▶ 課題の説明
下の浜松市のベンチャー支援についての文章で、「先人たちのチャレンジスピリットを引き継ぎ」で始まる段落を、おもな事実を残して箇条書きにしてください。

▶ 提供された文章

=-=-=

目指せ!日本一の起業家応援都市 『浜松バレー構想』 。全国のベンチャー企業の成長を支援する浜松市の取組みに注目すべし

今や世界的企業となった、スズキ、カワイ、ヤマハ、浜松ホトニクスも、元々は浜松市から生まれたベンチャー企業です。そのベースにあるのは、「まずはやってみよう」という浜松市の気風、“やらまいか精神”。
先人たちのチャレンジスピリットを引き継ぎ、再びベンチャーが生まれる環境、土壌をつくろうと、2018年よりベンチャー支援グループを立ち上げた浜松市。その取組み内容について、浜松市産業部産業振興課ベンチャー支援グループの米村仁志さんと風間健太さんに話を伺いました。

浜松市をフィールドに、まずはやってみる!!「実証実験サポート事業」


独自の技術やアイデアを活用した実証実験プロジェクトを全国から公募し、実証フィールドを提供するとともに、実験にかかる費用を助成する事業。
https://www.city.hamamatsu.shizuoka.jp/hamact/hjs/index.html
米村:昨年立ち上げた事業ですが、首都圏等のベンチャー企業5社のプロジェクトが今年から本格的に始まりました。首都圏の企業は、自社開発技術の実証実験をする環境が限られているので、首都圏から近い浜松市(東京から1時間半)で、あらゆる環境が整っており、様々なサポートを受けられる本事業には全国のベンチャー企業から多くのご応募をいただきました。
-応募理由で多かったのは、やはり資金面での補助ですか?-
米村:お金はもちろんですが、行政と一緒にやるという信用も大きかったと思います。実証実験を自治体がサポートするケースは全国的にも少ないですから。
風間:民間企業では開拓が難しい分野、例えば医療系であれば、行政と一緒に行く事で窓口を開くことができ、可能性が広がります。そこをメリットと考えた企業も多かったですね。
米村:自動運転の分野では、勝手に道路を走るわけにはいかないので、地元自治体や警察との調整など、自治体の強みが活きてきます。ベンチャー1社にできることには限界がありますから。PRの場の提供や法制度に関するアドバイス等も行いながら、浜松市が抱える課題を解決する新たなビジネスの芽を共に育てて行きたいと考えています。
風間:まずはここで仕事を作って、浜松に来て、居心地の良さ、仕事のしやすさを体感してもらい、将来的には浜松に進出してもらえたら嬉しいですね。浜松市に限らず、市外、県外、どの企業も応募できる制度です。

=-=-=

[領域を指し示すデータ]
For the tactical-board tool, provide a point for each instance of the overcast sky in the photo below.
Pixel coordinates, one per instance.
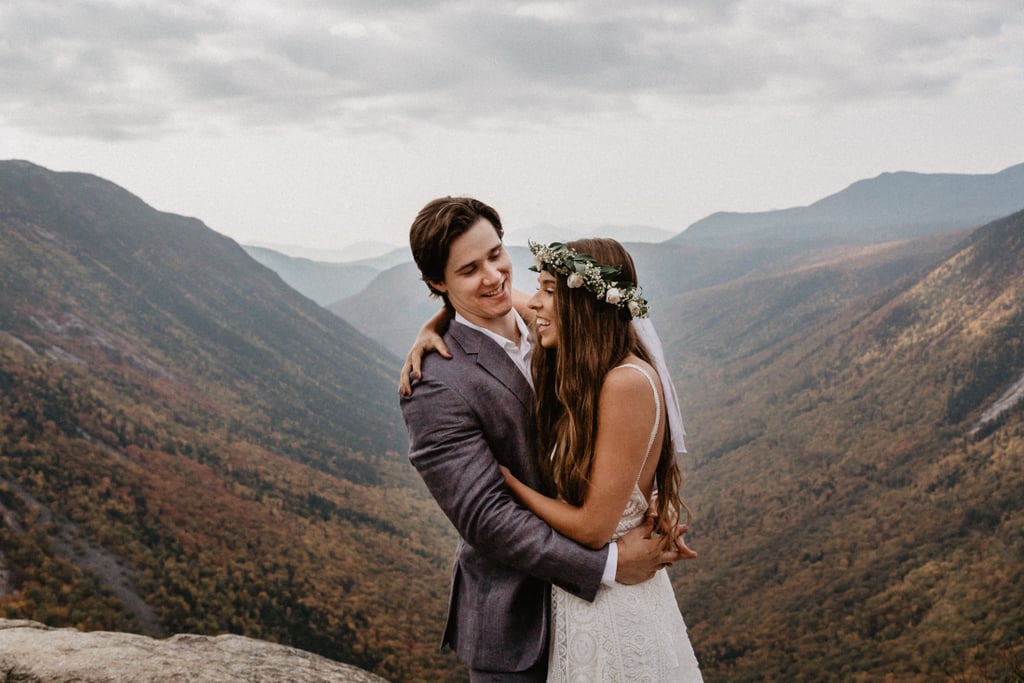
(326, 123)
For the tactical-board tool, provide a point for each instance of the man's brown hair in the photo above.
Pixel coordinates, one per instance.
(436, 226)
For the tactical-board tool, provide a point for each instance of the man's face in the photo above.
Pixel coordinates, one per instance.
(478, 274)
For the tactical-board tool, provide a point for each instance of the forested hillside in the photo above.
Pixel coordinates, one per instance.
(854, 518)
(186, 444)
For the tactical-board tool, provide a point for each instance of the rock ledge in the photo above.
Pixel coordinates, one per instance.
(32, 652)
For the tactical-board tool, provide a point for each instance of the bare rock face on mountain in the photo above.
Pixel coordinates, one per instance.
(32, 652)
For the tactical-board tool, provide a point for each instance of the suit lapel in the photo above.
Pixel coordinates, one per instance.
(494, 359)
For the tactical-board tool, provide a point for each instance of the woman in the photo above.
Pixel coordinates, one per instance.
(603, 431)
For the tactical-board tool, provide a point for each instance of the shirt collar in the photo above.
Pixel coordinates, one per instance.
(524, 343)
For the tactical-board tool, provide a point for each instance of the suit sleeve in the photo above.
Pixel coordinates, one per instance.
(449, 450)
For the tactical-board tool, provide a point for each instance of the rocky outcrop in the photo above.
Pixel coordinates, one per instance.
(32, 652)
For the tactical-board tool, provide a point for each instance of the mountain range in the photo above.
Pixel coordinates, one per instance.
(233, 450)
(189, 445)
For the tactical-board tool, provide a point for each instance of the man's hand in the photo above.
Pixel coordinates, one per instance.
(641, 554)
(429, 339)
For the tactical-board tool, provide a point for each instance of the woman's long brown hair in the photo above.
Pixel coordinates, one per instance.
(593, 338)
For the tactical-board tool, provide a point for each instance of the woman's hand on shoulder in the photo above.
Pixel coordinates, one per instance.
(429, 339)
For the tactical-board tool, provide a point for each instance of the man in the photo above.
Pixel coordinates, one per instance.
(467, 416)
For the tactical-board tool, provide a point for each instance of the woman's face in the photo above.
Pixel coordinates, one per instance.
(543, 303)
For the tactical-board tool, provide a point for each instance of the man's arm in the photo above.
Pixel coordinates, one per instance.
(450, 452)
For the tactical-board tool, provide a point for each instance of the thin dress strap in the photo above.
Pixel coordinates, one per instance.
(657, 414)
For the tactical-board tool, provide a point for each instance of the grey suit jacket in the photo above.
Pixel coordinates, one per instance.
(468, 415)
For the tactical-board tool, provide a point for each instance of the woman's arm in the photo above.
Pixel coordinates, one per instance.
(429, 339)
(626, 417)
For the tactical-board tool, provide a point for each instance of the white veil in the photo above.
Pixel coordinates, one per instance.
(648, 337)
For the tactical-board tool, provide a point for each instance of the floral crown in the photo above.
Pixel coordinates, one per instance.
(584, 270)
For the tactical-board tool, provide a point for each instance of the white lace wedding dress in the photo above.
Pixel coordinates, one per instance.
(628, 633)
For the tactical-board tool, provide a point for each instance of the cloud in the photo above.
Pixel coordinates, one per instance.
(123, 69)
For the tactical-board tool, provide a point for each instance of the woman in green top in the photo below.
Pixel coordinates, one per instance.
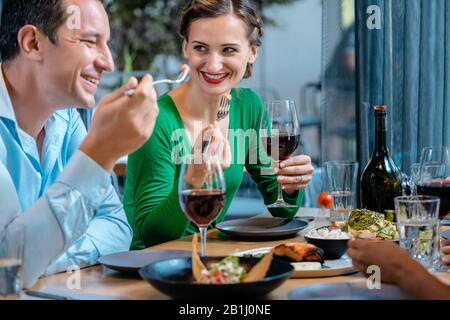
(221, 40)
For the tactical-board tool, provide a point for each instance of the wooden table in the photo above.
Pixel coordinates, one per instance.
(98, 282)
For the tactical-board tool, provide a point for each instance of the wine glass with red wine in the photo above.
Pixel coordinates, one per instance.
(280, 135)
(434, 176)
(201, 190)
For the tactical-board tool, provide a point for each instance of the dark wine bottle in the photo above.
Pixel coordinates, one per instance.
(381, 180)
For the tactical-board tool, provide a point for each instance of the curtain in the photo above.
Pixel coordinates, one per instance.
(406, 65)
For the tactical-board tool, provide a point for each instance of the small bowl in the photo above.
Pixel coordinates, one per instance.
(333, 248)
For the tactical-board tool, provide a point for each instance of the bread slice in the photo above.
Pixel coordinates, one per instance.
(298, 252)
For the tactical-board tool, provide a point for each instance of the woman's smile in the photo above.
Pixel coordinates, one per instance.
(214, 78)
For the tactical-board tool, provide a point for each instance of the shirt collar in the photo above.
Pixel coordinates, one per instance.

=-=-=

▶ この課題の答え
- 浜松市は、先人たちのチャレンジスピリットを引き継ぎ、再びベンチャーが生まれる環境と土壌をつくろうとしている。
- そのために、2018年からベンチャー支援グループを立ち上げた。
- 取組みの内容について、浜松市産業部産業振興課ベンチャー支援グループの米村仁志さんと風間健太さんに話を聞いた。